» **TASK INSTRUCTIONS**
Copy the entries again, starting at the line containing "Target: dusty concrete floor" and ending at the last of the entries, with "wooden stud" replaced by "timber stud" and nothing else altered or added.
---- ENTRIES PROVIDED
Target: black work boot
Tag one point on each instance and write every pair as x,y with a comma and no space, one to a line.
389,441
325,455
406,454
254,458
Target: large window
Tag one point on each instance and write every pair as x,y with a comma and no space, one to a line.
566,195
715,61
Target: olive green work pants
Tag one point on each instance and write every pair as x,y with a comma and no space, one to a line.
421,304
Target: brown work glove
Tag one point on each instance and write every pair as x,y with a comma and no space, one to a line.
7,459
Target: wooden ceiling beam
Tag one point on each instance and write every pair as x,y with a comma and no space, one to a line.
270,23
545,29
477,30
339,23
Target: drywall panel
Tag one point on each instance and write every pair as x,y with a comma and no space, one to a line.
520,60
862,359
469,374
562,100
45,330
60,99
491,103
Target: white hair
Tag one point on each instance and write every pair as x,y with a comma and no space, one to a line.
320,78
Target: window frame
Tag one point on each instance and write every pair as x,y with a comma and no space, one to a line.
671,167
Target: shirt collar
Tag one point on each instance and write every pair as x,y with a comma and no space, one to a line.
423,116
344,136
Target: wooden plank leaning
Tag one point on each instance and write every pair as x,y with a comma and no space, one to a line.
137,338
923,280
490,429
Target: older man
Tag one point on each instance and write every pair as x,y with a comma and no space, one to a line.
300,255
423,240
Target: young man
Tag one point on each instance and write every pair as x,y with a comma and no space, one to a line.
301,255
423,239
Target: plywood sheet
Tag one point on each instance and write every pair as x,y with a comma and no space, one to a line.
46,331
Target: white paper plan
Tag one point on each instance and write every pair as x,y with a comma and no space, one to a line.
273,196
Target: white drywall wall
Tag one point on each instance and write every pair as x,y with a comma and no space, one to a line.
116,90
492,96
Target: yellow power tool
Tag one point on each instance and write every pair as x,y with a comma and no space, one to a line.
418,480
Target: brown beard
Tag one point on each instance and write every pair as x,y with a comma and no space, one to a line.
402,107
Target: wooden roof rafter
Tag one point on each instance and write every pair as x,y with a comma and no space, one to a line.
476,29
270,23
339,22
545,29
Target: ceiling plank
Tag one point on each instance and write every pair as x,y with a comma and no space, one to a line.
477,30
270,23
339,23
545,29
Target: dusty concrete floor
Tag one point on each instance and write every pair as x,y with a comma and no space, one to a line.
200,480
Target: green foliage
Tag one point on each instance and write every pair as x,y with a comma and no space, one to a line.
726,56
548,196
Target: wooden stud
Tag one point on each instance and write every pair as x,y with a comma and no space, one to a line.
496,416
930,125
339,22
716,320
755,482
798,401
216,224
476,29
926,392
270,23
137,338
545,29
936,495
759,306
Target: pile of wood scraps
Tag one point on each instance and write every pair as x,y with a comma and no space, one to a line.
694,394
--------
» **EXERCISE OUTPUT**
Target: dusty concrete floor
Tag one point on each instance and write every pair as x,y with a comma and no space, one to a line.
200,480
Target: green foliage
Tag one point on each instance and write every pair as x,y with a comma and no space, one to a line.
726,56
548,196
Target: timber stud
Tag one point on each instance and write every pair as x,y with a comma and no space, one to a line.
496,416
930,125
339,22
716,320
755,482
798,401
216,224
476,29
926,392
270,23
137,338
545,29
936,495
759,306
Target: pile of wood scraps
Tag one point on each instance and write every pair as x,y with a comma and no space, one to a line.
694,394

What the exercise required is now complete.